> **RECORDS TO PROCESS**:
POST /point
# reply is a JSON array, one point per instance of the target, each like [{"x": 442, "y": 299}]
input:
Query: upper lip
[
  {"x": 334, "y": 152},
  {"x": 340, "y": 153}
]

---

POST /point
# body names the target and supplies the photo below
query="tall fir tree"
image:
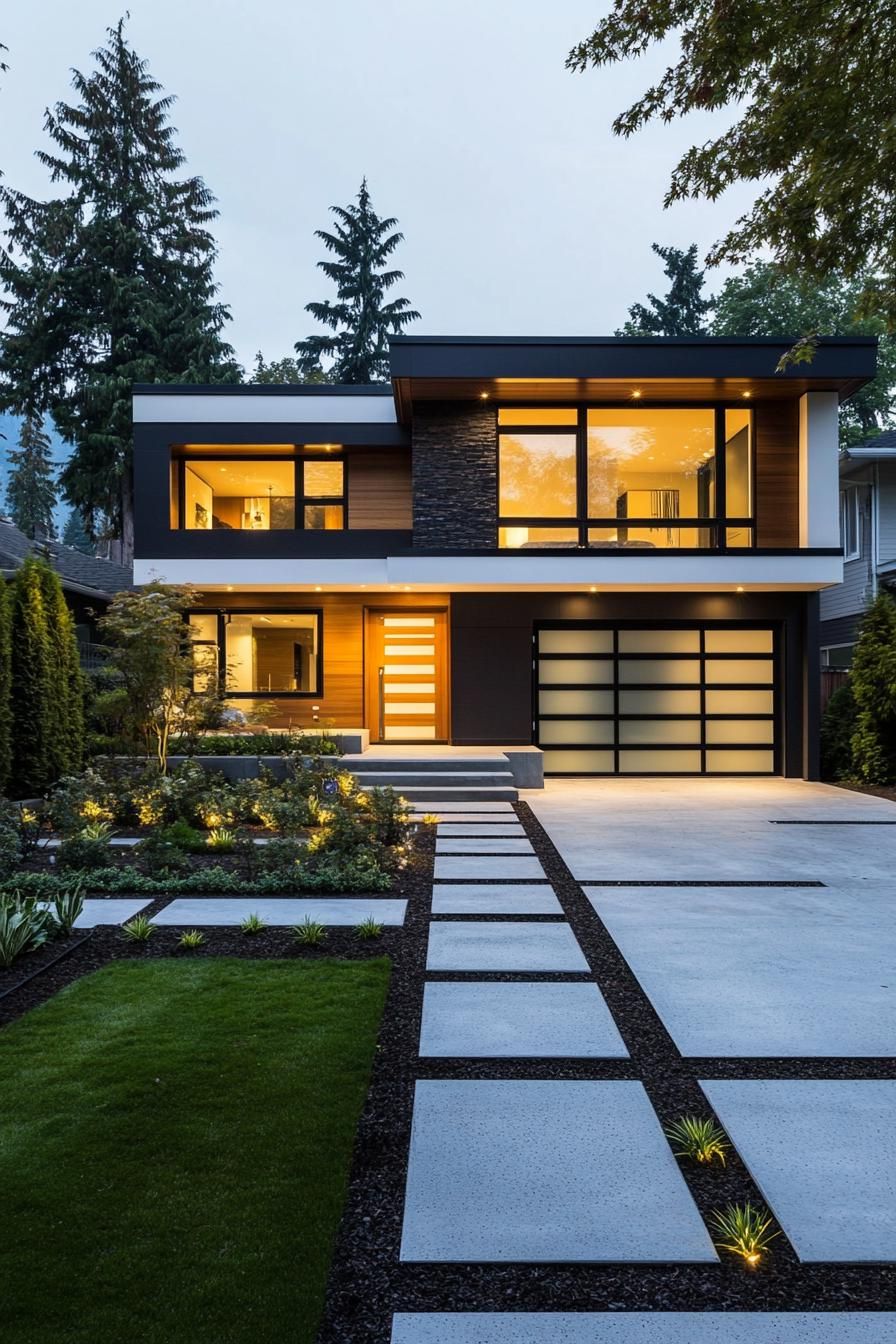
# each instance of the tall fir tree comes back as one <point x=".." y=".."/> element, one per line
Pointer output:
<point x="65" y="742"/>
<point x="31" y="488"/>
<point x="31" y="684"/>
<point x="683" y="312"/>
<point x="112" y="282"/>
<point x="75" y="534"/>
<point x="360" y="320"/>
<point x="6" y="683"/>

> **WORK INSTRUCTION**: Lines containing the word "tall": copy every one of them from the records above.

> **ANSWER SECTION**:
query="tall fir tree"
# each instance of the tall fir tree comes back as one <point x=".." y=".."/> element, one per line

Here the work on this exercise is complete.